- Reading text -

Interim Measures and Emergency Arbitrators
For parties whose assets, cash flows, or contractual rights are threatened by the current events, arbitration offers a powerful and immediate tool: the emergency arbitrator. Most major arbitral rules: ICC, LCIA, SIAC, DIAC, and arbitrateAD now provide for emergency arbitrator procedures that can produce binding interim relief within days of filing, without waiting for a full tribunal to be constituted. Injunctions, asset preservation orders, and orders compelling or restraining specific conduct are all available through this mechanism. In a fast-moving crisis where a counterparty may be tempted to dissipate assets, redirect payments, or abandon contractual obligations, the emergency arbitrator is one of the most effective protective tools available to counsel.
Parties whose arbitration clauses designate institutions in the region can proceed with particular confidence that filings, appointments, and procedural steps will advance without interruption. Regional institutions have also demonstrated meaningful operational resilience: DIAC and arbitrateAD maintain digital-first case management platforms specifically designed to keep proceedings moving regardless of physical access constraints. Counsel should engage their designated institution early to confirm continuity protocols and take full advantage of the procedural tools already at their disposal.
Aviation and Hospitality
Airlines face a cascade of legal questions: passenger compensation obligations under applicable regulations (EU Regulation 261/2004 applies to flights departing EU airports; U.S. DOT rules apply to covered U.S. carriers); obligations to reroute or refund passengers; claims against airport operators for ground handling losses; and insurance claims for revenue losses.

- Work order 1 -
From the emergency arbitrator text above, copy the passage between "Parties whose arbitration" and "at their disposal.", inclusive, word for word.
- Work order 2 -
In the emergency arbitrator text, condense the paragraph beginning "Parties whose arbitration clauses designate institutions" into a short bulleted list that keeps its main facts.
- Work order 3 -
According to the emergency arbitrator text, which regulation governs passenger compensation for flights departing EU airports?

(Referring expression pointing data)

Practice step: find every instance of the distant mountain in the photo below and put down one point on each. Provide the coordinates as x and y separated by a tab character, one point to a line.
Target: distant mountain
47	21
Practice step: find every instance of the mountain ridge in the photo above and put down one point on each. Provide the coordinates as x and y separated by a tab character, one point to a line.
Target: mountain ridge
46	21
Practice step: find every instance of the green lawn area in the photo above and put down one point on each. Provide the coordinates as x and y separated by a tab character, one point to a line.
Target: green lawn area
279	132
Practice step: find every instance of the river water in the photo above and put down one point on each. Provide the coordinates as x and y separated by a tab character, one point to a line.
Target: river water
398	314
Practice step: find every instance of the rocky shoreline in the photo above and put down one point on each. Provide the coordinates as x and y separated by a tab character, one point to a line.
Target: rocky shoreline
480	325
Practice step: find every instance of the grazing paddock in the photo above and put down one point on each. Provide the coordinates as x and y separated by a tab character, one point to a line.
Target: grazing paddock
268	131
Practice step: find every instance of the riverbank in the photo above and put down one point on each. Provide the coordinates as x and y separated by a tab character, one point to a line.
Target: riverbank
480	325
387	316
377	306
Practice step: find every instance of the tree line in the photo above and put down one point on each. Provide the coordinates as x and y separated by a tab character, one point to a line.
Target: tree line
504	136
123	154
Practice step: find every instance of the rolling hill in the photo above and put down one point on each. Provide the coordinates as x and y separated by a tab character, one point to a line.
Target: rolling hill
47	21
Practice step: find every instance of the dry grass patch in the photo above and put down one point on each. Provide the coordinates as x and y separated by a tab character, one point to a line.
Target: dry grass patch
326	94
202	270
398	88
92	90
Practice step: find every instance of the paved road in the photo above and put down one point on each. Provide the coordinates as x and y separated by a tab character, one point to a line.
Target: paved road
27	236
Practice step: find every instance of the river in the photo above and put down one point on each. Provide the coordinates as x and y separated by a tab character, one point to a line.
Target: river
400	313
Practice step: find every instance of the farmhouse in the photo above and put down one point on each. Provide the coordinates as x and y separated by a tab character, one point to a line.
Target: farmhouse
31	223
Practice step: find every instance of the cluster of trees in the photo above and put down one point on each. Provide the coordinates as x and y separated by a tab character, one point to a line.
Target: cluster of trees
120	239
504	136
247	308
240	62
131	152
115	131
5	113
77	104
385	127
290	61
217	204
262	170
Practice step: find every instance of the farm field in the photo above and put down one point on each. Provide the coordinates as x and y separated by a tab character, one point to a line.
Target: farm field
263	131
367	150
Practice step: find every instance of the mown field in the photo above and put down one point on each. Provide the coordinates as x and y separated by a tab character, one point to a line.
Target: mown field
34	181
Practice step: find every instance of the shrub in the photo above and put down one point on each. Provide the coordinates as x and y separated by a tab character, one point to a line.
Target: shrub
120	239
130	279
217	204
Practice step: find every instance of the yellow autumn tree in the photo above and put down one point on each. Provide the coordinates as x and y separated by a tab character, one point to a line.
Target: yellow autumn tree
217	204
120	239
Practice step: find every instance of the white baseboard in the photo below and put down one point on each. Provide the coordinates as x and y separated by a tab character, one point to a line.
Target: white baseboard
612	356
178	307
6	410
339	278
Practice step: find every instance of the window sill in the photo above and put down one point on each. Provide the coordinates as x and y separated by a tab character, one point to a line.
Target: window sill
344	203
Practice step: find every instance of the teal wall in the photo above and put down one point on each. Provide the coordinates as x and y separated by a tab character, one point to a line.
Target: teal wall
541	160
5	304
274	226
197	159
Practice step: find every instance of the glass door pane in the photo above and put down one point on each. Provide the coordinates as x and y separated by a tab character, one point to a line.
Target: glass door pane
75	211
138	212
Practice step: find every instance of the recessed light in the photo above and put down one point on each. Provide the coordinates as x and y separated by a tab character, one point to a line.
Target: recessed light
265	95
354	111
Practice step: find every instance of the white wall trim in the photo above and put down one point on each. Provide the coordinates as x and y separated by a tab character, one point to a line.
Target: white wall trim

- Expected answer 1 -
Parties whose arbitration clauses designate institutions in the region can proceed with particular confidence that filings, appointments, and procedural steps will advance without interruption. Regional institutions have also demonstrated meaningful operational resilience: DIAC and arbitrateAD maintain digital-first case management platforms specifically designed to keep proceedings moving regardless of physical access constraints. Counsel should engage their designated institution early to confirm continuity protocols and take full advantage of the procedural tools already at their disposal.

- Expected answer 2 -
- Parties whose arbitration clauses designate regional institutions can expect filings, appointments, and procedural steps to continue without interruption.
- Regional institutions have shown operational resilience.
- DIAC and arbitrateAD run digital-first case management platforms that keep proceedings moving despite physical access constraints.
- Counsel should contact their designated institution early to confirm continuity protocols and use the procedural tools already available.

- Expected answer 3 -
EU Regulation 261/2004.